▶ **LESETEXT**:
================

Der Zeuge XXX hat beim Rückwärtsfahren nicht die im Verkehr erforderliche Sorgfalt beachtet. Selbst wenn man eine grundsätzliche Aufteilung der Baustelle in Arbeitsbereiche einzelner Firmen annimmt, so war die Zufahrtstraße auf der der Zeuge XXX mit dem Radlader der Beklagten arbeitete ebenfalls für die Klägerin zu nutzen, da diese ihre Abladestelle in einem Bereich hatte, wo sie die Zufahrt benutzen musste. Der Zeuge XXX musste daher beim Arbeiten in der Nähe dieser Abladestelle die Sorgfalt beachten. Er hätte beim Rückwärtsfahren selbst rückwärts schauen müssen. Wenn er sich auf einen Einweiser verlässt, so muss er mit diesem Blickkontakt halten um festzustellen, ob dieser tatsächlich den Raum hinter ihm beobachtet. Zudem war Rückwärtsfahren in diesem Bereich nur in einem so langsamen Tempo zulässig, dass das Fahrzeug auch beim plötzlichen Auftauchen eines fremden Fahrzeuges hätte rechtzeitig gestoppt werden können. Der Zeuge hat diese Sorgfalt nicht walten lassen. Dabei kann offen bleiben, ob der Zeuge tatsächlich ca. zehn Meter in einem Zug und raschem Tempo rückwärts auf die Abladestelle zugefahren ist, wie dies die Klägerin behauptet und die Zeugen XXX und XXX bestätigt haben, oder ob er lediglich einige wenige Meter zurückgestoßen hat.

Die Beklagte haftet jedoch aus Gefährdungshaftung gemäß § 7 StVG, was in der Abwägung der beiden Verursachungsanteile mit 20 % zu berücksichtigen ist. Die Beklagte hat nicht nachgewiesen, dass der Vorfall für sie auf höherer Gewalt beruht hat. Vielmehr konnte der Zeuge XXX als Fahrer des klägerischen LKWs erkennen, dass der Zeuge XXX mit dem Radlader im Bereich der Zufahrtstraße arbeitete und hätte daher als umsichtiger Kraftfahrer möglicherweise etwas weiter hinten angehalten, so dass ein Zusammenstoß vermieden worden wäre. Bei einem LKW und den Gesamtumständen ist von einer Gefährdungshaftung von 20 % auszugehen.

Der Klägerin ist ein Schaden in Höhe von 1.071,95 ? entstanden, denn sie kann nur die jeweiligen Nettobeträge von der Beklagten verlangen, da sie vorsteuerabzugsberechtigt ist.

================

▶ **VORLIEGENDE ZEILEN**:
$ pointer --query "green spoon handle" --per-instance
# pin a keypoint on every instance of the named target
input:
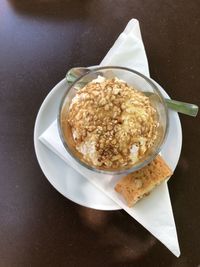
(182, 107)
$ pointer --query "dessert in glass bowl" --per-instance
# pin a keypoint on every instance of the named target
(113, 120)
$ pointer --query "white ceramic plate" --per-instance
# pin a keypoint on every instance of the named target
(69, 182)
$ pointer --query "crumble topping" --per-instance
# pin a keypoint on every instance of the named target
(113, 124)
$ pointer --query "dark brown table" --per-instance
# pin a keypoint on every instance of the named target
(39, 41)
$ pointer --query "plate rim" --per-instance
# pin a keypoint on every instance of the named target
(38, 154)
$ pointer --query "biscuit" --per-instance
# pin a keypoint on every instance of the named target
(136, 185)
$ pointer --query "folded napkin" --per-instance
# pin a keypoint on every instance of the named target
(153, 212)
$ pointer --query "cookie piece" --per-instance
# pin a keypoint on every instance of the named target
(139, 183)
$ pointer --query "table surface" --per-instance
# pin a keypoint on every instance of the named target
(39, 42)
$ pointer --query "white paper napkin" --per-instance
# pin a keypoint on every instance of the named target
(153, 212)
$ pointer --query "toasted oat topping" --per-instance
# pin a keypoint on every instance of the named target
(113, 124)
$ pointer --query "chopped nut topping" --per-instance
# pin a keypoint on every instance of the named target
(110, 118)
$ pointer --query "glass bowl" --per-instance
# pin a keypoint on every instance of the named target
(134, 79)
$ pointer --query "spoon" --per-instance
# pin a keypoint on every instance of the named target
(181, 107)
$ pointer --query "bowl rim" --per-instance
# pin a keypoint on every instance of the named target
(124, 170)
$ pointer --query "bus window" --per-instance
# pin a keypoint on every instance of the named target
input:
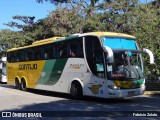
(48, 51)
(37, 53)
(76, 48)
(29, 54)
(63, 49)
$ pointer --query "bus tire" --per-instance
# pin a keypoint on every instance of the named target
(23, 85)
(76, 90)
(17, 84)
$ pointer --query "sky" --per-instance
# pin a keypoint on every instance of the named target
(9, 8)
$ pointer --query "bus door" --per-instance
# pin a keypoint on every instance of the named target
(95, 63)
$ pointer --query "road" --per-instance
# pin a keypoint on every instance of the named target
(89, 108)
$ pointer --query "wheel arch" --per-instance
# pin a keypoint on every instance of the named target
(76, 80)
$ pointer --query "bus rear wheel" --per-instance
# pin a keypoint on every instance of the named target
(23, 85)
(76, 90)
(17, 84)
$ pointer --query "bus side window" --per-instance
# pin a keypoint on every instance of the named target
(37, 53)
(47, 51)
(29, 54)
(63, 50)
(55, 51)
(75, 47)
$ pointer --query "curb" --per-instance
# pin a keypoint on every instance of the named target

================

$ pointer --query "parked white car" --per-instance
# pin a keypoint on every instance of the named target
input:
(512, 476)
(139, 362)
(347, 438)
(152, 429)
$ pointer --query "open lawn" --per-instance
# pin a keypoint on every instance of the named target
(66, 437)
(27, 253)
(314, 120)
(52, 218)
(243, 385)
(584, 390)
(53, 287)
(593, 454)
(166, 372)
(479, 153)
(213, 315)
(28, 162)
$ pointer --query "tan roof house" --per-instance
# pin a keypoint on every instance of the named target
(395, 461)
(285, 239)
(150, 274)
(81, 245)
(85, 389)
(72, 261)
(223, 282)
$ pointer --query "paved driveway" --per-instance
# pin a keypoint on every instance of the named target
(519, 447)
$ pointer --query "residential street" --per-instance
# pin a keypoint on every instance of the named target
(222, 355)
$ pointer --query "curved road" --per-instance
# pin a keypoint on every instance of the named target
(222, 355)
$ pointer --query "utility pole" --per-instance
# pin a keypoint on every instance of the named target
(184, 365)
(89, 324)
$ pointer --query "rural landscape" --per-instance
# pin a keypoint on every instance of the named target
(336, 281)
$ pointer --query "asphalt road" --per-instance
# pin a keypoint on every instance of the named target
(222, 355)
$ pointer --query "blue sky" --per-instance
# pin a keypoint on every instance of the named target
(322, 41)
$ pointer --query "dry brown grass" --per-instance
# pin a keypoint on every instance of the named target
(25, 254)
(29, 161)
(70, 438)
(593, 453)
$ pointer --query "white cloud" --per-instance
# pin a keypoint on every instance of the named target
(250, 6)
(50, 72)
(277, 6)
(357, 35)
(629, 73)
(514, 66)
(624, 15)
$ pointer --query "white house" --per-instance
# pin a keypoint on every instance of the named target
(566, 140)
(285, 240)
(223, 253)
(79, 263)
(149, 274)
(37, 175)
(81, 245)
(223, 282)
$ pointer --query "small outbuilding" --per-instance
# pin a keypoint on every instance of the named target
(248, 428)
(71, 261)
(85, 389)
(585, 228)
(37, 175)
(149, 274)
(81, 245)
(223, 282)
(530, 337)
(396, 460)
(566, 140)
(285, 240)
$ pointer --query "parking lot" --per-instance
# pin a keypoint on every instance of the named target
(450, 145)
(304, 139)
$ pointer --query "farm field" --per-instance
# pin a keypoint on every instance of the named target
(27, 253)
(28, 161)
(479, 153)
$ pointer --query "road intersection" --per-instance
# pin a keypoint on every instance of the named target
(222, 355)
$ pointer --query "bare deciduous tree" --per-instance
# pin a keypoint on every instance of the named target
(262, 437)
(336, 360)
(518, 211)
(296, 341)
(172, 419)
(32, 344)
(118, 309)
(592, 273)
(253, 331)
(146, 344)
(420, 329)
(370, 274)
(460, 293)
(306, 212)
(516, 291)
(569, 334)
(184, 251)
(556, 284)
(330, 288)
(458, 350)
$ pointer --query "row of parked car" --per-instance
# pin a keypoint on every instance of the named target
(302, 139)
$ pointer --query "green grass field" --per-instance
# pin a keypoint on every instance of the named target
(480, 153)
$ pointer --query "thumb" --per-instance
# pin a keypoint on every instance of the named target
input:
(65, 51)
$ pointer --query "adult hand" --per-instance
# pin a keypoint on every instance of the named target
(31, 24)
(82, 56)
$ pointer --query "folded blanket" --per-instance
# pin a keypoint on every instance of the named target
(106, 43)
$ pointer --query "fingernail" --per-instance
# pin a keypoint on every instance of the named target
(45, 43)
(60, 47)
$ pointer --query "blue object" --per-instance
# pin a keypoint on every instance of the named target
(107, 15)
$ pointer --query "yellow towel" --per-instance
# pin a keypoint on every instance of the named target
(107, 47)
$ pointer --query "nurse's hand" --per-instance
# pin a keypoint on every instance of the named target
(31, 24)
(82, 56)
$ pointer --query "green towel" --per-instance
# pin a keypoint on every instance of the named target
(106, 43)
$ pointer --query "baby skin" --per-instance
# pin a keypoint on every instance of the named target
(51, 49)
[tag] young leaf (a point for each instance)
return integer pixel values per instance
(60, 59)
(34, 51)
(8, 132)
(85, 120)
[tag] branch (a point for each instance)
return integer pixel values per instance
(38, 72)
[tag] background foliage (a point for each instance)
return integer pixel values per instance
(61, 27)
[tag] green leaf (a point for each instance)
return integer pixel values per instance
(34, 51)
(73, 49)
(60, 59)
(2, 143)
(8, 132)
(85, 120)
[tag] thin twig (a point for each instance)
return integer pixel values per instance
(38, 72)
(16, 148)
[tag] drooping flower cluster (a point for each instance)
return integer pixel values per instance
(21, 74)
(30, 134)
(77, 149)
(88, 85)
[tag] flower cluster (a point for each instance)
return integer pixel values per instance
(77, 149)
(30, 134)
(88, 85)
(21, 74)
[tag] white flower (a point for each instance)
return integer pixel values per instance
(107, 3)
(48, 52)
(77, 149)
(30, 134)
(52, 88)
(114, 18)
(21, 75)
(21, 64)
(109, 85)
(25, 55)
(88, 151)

================

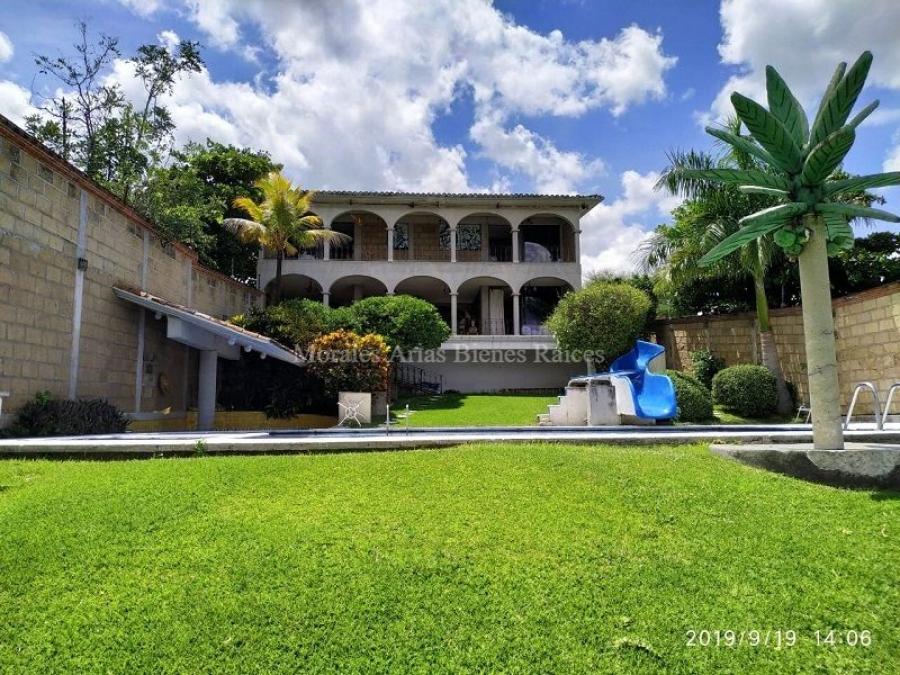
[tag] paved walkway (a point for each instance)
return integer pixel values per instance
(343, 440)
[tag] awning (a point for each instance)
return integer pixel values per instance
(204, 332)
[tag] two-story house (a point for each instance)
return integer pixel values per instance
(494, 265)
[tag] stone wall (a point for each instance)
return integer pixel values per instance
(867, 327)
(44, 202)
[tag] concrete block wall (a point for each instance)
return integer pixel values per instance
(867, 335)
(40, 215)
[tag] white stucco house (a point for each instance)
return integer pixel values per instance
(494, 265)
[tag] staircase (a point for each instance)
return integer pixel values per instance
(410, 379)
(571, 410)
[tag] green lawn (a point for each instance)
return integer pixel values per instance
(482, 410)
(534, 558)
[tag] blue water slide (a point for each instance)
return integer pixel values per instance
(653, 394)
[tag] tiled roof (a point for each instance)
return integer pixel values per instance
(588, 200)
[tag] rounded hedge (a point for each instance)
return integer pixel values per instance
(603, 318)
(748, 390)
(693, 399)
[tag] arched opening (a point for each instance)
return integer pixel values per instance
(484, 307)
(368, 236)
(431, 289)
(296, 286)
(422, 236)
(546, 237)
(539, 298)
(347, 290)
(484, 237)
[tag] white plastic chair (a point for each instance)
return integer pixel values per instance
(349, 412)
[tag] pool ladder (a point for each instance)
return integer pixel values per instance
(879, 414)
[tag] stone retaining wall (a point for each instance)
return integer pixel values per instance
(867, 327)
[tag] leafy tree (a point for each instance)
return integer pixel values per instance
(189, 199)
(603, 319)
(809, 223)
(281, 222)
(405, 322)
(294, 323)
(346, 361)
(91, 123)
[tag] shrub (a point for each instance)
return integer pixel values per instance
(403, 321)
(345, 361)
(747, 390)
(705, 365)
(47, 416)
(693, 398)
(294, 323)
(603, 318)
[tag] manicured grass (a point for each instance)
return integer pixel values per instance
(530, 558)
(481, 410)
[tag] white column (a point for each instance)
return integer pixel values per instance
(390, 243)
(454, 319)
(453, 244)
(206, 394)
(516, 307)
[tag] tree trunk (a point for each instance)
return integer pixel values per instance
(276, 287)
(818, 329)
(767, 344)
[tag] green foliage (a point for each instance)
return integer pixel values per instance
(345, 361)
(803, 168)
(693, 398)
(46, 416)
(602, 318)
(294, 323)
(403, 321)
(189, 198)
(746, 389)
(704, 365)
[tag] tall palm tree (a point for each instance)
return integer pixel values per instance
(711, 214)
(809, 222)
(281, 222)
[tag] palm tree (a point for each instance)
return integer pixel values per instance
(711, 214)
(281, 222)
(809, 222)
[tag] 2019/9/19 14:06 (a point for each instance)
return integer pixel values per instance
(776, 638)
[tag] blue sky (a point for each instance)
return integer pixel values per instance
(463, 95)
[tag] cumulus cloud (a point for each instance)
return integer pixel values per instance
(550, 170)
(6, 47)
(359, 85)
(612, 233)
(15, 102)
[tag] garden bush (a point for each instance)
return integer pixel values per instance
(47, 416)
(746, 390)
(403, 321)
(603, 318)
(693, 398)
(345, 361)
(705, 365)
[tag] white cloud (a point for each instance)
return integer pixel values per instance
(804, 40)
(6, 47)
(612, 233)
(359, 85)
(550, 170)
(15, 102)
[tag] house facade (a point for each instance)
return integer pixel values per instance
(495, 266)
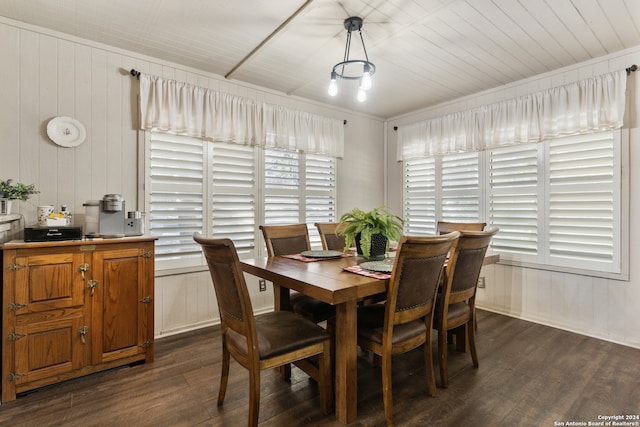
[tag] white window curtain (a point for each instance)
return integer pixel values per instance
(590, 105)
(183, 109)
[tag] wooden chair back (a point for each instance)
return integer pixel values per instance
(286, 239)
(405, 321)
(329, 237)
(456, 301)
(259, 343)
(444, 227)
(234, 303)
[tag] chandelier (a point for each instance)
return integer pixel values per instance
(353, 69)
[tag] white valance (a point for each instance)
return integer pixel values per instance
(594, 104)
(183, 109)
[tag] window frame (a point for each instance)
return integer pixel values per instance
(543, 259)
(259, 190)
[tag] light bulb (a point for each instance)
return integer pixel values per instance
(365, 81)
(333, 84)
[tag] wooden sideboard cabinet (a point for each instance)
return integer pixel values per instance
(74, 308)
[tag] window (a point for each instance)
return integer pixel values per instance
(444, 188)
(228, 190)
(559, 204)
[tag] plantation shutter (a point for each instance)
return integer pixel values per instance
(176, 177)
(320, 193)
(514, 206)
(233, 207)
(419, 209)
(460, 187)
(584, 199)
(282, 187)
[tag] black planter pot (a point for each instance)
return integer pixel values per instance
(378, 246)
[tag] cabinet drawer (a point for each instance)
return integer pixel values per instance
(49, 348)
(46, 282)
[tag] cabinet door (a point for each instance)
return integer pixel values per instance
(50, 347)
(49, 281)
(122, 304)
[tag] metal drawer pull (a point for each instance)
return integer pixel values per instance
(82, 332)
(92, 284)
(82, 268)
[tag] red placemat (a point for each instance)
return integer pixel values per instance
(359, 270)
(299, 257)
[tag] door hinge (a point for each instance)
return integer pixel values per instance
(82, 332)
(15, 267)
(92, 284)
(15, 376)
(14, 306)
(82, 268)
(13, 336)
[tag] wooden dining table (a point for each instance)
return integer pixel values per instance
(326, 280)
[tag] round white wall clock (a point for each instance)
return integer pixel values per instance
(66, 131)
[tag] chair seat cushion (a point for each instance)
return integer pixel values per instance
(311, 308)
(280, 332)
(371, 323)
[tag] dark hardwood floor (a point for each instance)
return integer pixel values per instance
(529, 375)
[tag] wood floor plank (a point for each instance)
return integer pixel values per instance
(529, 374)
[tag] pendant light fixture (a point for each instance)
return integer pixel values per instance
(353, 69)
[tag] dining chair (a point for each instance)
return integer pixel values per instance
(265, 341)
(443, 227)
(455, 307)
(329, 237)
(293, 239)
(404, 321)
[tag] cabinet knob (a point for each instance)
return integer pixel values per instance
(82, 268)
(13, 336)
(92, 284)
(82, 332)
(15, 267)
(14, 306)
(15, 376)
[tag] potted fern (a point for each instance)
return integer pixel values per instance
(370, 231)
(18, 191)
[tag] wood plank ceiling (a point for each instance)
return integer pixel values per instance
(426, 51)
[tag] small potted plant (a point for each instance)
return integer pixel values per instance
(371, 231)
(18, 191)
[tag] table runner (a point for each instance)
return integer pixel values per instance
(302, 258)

================

▶ **ZIEL**: Bitte führe den Urteilstext zum Zusammenstoß mit dem Radlader im Anschluss an seinen letzten Satz fort. Die Zeilen oben werden nicht benötigt.

▶ **ERGEBNIS**:
Die Klägerin hat einen Anspruch auf Verzugszinsen aus diesem Betrag in Höhe von 8 Prozentpunkten über dem Basiszinssatz gemäß § 288 Abs. 2 BGB seit dem 22.5.2004. Zu diesem Termin war die vom Kläger mit anwaltlichem Schreiben vom 11.5.2004 gesetzte Frist abgelaufen. Ein früherer Verzugsbeginn durch die Leistungsverweigerung der Beklagten ist demgegenüber nicht hinreichend substantiiert vorgetragen worden. Das Schreiben der Beklagten, mit dem sie die Rechnung der Klägerin vom 25.3.2004 zurücksendet und Zahlung verweigert, datiert vom 20.2.2004, was offensichtlich ein Schreibfehler ist. Das tatsächliche Datum dieses Schreibens ist nicht vorgetragen.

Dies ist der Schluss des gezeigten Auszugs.